> [Required task 1]: According to the Salaam Somali Bank text, in what month and year was the bank established?
> [Required task 2]: Repeat a passage from the Salaam Somali Bank text word for word, beginning at the words "The Salaam Somali" and stopping after "and debit cards.".
> [Required task 3]: Go on with the Salaam Somali Bank text from the point where it stops.

> [Document section]:
+--

The Salaam Somali Bank (SSB) is a bank headquartered in Mogadishu, Somalia.

Overview
Salaam Somali Bank was established in October 2009. It is the first international bank to operate in Somalia since 1991.

Salaam Somali Bank herein SSB, is an Islamic bank which targets both consumers and businesses BtoC/BtoB, the bank offers personal banking, commercial banking, and non-profit banking. Its Islamic banking services and facilities include Mudharabah, Murabahah and Musharakah. Additionally, the bank offers online banking, mobile banking and debit cards.
 
SSB established new branches in The last 3years. the bank expanded well when to compare 2012. in 2014, the institution also began providing automatic teller machine (ATM) services at a location in Mogadishu. The devices operate in English, and were at their launch billed as the first of their kind in Somalia. However, the separate Salaam Bank institution headquartered in Bosaso already provided ATM services for several years prior.

+--

> [Boundary labeling items]:

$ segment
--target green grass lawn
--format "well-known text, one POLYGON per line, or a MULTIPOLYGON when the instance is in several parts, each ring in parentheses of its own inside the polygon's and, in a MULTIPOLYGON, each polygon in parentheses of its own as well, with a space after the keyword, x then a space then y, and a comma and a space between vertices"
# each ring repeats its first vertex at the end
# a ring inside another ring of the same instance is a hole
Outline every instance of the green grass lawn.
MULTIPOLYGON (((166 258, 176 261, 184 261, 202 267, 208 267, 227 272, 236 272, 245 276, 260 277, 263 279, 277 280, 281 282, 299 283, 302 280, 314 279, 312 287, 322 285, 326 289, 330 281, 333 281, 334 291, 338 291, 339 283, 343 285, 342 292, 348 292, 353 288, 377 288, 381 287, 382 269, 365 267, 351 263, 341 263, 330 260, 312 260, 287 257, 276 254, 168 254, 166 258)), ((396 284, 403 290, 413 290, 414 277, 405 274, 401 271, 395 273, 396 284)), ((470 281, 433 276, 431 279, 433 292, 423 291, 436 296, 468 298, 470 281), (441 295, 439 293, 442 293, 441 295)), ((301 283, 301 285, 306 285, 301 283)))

+--

> [Expected output 1]: October 2009

> [Expected output 2]:
The Salaam Somali Bank (SSB) is a bank headquartered in Mogadishu, Somalia.

Overview
Salaam Somali Bank was established in October 2009. It is the first international bank to operate in Somalia since 1991.

Salaam Somali Bank herein SSB, is an Islamic bank which targets both consumers and businesses BtoC/BtoB, the bank offers personal banking, commercial banking, and non-profit banking. Its Islamic banking services and facilities include Mudharabah, Murabahah and Musharakah. Additionally, the bank offers online banking, mobile banking and debit cards.

> [Expected output 3]:
Services
Salaam Somali Bank's personal banking services include current accounts (personal and salary), as well as savings accounts (Dalmar savings accounts for the diaspora, Hajj-Umra account, and students savings account).

The institution's commercial banking services include business current accounts, Bank Guarantees and Letters of Credit.

Its non-profit banking services include a Trust Account for non-governmental organizations, associations, societies and trusts.

The bank also launched a microfinance product (Kalkaal) for small businesses and professionals. Additionally, it offers anti-money laundering protection.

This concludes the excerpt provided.